-- Directives --
1 – Translate this sentence from the forum thread below about an AVG corrupt file into Spanish: "To do this, disable system restore, reboot and then re-enable."
2 – In the forum thread below about an AVG corrupt file, why is the first poster unsure whether to remove the flagged file?

-- Document segment --
───

# AVG corrupt file too big to remove



## kaloochi (Apr 19, 2007)

I've just scanned with AVG and it's found a corrupt exe file (shown as a warning-potentially dangerous) but it won't let me remove it because AVG says it's too big. Also i'm not sure if i should remove it as its in a 'system volume information' folder and in a 'restore' sub folder. What should i do 
thanks


----------



## guiblum (May 26, 2006)

System Volume Information is the file where the system restore data is held.

The usual thing to do is to flush out and get rid of all your existing system restore points and start again.

To do this, disable system restore, reboot and then re-enable.


----------



## Wand3r3r (Sep 17, 2010)

I would also suggest the running of chkdsk /f on the drive to check for file corruption


----------



## kaloochi (Apr 19, 2007)

Do i flush out the old restore points> restart and THEN run chkdsk/f in that order?

───

-- Records provided --

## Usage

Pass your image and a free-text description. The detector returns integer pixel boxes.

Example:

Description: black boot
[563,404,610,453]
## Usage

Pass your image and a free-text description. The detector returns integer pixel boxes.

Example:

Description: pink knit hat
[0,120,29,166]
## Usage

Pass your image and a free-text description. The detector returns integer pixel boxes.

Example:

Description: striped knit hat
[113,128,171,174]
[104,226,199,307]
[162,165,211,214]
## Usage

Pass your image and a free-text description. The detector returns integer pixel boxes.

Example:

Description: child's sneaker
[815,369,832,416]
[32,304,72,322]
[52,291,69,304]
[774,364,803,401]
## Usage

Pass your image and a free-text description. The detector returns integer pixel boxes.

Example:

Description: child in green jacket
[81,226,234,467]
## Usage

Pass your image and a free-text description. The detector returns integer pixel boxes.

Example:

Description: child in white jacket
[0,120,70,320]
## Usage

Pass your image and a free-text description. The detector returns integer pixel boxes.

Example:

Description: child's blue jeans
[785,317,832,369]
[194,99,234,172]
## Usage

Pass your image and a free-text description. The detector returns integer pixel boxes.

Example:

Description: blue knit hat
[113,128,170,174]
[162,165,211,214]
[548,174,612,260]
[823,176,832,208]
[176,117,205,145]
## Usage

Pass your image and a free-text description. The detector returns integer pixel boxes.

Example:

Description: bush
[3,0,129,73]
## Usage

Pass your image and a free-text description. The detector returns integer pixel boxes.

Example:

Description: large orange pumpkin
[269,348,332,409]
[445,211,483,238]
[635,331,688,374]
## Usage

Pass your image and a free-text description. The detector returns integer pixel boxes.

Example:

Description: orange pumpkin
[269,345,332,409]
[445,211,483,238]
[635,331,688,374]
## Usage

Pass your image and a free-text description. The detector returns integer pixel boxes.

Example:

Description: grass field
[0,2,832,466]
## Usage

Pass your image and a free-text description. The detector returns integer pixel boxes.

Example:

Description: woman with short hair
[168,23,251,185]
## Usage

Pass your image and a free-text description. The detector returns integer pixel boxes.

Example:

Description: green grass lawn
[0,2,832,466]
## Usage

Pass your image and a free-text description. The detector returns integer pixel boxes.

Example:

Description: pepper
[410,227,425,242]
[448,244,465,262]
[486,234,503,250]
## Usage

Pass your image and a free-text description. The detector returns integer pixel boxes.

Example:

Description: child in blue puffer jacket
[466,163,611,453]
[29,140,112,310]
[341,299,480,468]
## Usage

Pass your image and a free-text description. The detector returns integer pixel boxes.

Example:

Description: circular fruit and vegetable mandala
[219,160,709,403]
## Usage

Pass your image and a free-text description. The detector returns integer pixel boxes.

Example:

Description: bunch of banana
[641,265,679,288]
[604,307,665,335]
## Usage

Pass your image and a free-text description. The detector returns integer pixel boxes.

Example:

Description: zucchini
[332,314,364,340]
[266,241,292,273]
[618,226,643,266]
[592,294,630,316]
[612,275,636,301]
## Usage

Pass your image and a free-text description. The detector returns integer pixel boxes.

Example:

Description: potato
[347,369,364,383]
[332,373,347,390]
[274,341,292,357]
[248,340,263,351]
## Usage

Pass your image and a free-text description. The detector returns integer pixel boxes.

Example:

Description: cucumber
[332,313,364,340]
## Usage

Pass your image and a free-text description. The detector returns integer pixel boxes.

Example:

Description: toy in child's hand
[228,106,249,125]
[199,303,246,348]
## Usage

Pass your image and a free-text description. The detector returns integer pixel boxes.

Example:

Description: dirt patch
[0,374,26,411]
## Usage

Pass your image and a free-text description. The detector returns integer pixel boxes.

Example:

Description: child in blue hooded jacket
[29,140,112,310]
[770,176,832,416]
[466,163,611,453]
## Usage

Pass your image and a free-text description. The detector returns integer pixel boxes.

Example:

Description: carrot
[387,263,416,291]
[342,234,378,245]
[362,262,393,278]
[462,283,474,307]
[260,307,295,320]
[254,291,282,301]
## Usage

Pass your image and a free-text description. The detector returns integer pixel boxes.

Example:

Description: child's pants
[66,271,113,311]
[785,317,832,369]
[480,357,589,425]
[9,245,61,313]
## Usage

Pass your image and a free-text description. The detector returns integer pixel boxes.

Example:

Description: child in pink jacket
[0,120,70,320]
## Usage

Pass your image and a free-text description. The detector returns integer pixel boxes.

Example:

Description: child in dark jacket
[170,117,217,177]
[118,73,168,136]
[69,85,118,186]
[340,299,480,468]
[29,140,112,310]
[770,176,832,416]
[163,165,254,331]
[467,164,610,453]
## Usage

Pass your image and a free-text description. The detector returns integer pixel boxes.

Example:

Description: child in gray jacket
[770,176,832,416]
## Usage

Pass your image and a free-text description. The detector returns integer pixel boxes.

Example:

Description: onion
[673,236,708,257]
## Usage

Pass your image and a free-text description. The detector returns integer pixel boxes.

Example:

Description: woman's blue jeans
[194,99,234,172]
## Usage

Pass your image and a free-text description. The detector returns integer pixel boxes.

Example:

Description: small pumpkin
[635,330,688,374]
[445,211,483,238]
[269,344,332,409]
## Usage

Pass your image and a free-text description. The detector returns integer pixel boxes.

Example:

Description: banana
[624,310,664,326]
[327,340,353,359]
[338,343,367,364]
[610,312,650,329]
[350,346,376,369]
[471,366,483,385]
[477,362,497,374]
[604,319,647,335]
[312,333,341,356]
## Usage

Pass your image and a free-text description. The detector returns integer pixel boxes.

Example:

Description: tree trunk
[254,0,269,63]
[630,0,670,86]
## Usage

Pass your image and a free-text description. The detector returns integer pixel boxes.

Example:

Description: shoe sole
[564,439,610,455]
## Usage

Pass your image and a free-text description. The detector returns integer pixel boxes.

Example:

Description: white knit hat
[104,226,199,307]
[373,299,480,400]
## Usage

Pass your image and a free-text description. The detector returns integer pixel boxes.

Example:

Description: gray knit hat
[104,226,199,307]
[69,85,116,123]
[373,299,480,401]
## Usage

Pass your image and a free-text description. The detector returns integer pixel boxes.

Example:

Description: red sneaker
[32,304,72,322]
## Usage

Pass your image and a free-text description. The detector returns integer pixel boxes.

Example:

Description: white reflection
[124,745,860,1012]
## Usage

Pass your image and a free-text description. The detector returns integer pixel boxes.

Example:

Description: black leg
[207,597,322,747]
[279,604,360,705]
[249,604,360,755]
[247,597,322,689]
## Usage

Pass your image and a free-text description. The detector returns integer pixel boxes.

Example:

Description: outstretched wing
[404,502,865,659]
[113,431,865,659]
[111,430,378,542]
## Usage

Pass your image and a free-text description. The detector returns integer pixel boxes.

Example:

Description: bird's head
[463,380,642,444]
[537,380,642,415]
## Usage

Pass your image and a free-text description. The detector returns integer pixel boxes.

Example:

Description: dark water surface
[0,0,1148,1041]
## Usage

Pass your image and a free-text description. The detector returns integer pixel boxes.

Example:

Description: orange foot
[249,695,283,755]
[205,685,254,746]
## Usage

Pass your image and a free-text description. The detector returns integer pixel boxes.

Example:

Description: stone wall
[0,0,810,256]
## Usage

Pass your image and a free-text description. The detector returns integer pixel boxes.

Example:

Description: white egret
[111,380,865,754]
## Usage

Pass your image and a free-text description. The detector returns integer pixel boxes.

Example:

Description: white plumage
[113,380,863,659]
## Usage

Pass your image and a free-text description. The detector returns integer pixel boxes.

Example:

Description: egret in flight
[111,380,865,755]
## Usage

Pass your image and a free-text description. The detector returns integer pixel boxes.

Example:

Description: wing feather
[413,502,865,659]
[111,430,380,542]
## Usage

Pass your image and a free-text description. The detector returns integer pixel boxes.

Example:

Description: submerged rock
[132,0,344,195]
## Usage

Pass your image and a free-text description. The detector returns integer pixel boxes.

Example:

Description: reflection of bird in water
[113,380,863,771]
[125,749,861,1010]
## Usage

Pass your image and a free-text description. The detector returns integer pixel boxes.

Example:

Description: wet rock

───

-- Solution list --
1 – Para hacerlo, desactiva Restaurar sistema, reinicia y luego vuelve a activarlo.

2 – The poster is unsure because the file sits in a "system volume information" folder, inside a "restore" subfolder. Another reply explains that System Volume Information is where the system restore data is held.